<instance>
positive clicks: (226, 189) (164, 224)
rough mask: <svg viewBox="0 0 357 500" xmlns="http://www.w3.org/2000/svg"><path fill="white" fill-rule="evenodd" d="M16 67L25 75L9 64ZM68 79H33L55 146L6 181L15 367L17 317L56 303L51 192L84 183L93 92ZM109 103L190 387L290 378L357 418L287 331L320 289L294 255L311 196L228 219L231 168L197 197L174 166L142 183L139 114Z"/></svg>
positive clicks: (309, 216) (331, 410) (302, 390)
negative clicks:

══════════════════════════════

### About this exercise:
Taking the material above as a whole, how many of its lines contain "clicks"? The reply should be that number alone.

### Answer to this exercise:
3